Data to process:
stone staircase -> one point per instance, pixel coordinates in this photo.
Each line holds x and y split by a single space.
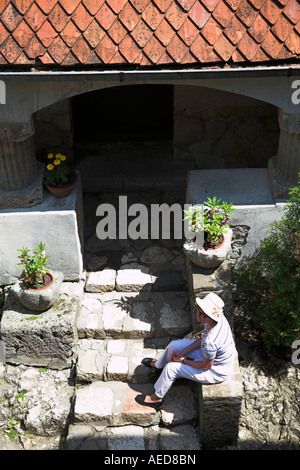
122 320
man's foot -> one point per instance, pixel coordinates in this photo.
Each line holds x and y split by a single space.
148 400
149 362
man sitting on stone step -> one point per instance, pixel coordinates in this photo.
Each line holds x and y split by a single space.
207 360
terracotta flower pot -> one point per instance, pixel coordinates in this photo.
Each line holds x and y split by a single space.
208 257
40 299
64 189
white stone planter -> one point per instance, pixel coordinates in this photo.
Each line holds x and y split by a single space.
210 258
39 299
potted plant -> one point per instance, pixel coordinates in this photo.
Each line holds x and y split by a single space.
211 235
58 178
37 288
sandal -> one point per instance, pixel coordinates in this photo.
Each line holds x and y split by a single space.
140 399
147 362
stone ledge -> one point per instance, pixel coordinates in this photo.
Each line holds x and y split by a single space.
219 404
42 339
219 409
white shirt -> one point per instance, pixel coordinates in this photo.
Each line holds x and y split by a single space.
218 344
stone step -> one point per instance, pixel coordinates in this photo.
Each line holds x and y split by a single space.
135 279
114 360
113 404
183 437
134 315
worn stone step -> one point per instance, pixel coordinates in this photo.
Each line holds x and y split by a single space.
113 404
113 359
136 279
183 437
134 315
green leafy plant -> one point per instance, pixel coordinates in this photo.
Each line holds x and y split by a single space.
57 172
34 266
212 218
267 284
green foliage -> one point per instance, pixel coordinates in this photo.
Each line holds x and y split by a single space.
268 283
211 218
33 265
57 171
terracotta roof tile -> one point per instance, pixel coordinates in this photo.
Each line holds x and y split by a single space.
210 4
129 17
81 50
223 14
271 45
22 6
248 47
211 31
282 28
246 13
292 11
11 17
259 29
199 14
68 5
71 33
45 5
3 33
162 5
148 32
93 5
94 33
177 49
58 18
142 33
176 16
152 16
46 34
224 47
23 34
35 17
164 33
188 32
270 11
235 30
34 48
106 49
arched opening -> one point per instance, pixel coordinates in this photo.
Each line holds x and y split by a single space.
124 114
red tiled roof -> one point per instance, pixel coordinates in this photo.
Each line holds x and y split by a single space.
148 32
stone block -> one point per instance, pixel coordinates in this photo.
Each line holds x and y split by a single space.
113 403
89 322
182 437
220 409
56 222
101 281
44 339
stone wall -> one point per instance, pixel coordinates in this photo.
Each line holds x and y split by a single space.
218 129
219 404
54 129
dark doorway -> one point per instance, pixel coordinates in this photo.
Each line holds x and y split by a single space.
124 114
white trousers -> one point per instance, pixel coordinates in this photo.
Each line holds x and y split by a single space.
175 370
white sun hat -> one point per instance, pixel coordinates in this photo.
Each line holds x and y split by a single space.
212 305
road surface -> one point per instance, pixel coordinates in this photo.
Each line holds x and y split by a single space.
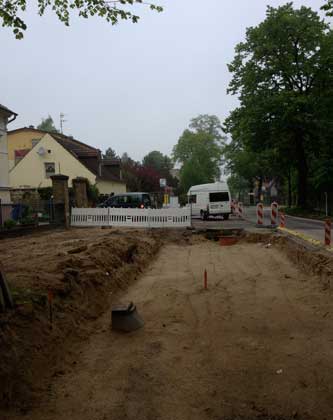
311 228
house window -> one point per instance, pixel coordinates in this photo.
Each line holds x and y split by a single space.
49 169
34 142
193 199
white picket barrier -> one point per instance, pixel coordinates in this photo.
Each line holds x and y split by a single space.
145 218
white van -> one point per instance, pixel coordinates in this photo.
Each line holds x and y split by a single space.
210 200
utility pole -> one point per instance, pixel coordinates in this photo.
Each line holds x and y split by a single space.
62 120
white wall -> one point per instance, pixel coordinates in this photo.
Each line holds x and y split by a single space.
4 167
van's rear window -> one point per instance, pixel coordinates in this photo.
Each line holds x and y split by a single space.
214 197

What to do: Change every occurrence of "one point per instance" in the listing above to "one point per object", leaving all other text unchanged. Omit the pictures from your answer.

Exercise result:
stone staircase -> one point per object, pixel coordinates in this photo.
Each line holds x and y split by a single space.
122 320
man's foot -> one point per object, pixel coordinates in this photo.
Each line holds x and y split by a single space.
148 400
149 362
man sitting on stone step -> one point per object, pixel coordinates in this photo.
Each line holds x and y split by a single space.
207 360
terracotta flower pot -> one point per object, pixel coordinates in this photo.
Each line holds x and y split by a single space.
208 257
40 299
64 189
white stone planter -> one point per object, pixel coordinates in this photo.
Each line holds x and y split by a single space.
210 258
39 299
potted plant -> one point per object, pixel coordinates in this photo.
Each line holds x and y split by a single space.
211 235
58 178
37 288
sandal -> one point per object, pixel coordinates in this photo.
Each line holds x and y split by a single space.
140 399
147 362
stone ledge -> one point per object, pixel coordinates in this photo.
Each line holds x and y split by a single space.
219 404
42 339
219 409
white shirt -> one point per object, pixel coordinates in this photo.
Each line holds x and y split by a single space.
218 344
stone step -> one point per object, pixel coordinates in this photo.
Each line holds x and y split by a single space.
135 279
114 360
113 404
183 437
134 315
worn stone step -> one point per object, pixel coordinates in this photo.
Each line holds x and y split by a single space.
113 404
113 359
136 279
183 437
134 315
green leafy plant -> one point per object, pixel coordinates in this photo.
Each line holds x and y split by a single space.
57 172
34 266
212 218
267 284
green foliage -> one point per object, pixel coordinates in this photo.
Each line holds x and y split by a single space.
268 283
211 218
33 265
57 171
terracotta roof tile -> one point per object, pixel coordinates in this photo.
Each line holds x and y split by a single space.
210 4
129 17
81 50
223 14
271 45
22 6
248 47
211 31
282 28
246 13
292 11
11 17
259 29
199 14
68 5
71 33
45 5
3 33
162 5
148 32
93 5
94 33
177 49
58 18
142 33
176 16
152 16
46 34
224 47
23 34
35 17
164 33
188 32
270 11
235 30
34 48
106 49
arched opening -> one point per object, pixel coordinates in this photo.
Each line holds x and y split by a single space.
124 114
red tiled roof -> one point per object, pixel coordinates in this photo.
Each line holds x and y split by a single space.
148 32
stone block -> one point per object, pixel coordinates in this photo.
Each line holds x and y split by a single space.
113 403
89 322
182 437
220 409
56 222
101 281
44 339
stone wall -> one point per object, pixel coordinates in this photo.
Each line holds x and y split by a single space.
218 129
219 404
54 129
dark doorway -> one point per object, pixel coordinates in this photo.
Each line holds x and y split by a single space.
124 114
white trousers -> one point per object, pixel coordinates in this photo.
Each line holds x and y split by a single space.
175 370
white sun hat -> one point per object, pixel coordinates in this photo.
Each line holds x and y split by a single space.
212 305
road surface -> one point per object, pixel coordinates in this photo.
Each line holds x and y split by a single space.
311 228
house window -> one point per object, pixel coordinates in this photo.
Each line holds x and y split by a single space.
49 169
34 142
193 199
white picket barrier -> one point per object, pixel coordinates in this photo.
Each line holds x and y split by a single space.
145 218
white van -> one point per object, pixel coordinates in this photo.
Each line holds x and y split by a single space.
210 200
utility pole -> one point per object, pixel coordinates in this photo.
Each line holds x and y split by a single space.
62 120
white wall -> one point per object, pixel coordinates in this photo.
Each line holds x and y split by a single space.
4 167
van's rear window -> one point per object, pixel coordinates in this photo.
Each line holds x and y split by a single space.
214 197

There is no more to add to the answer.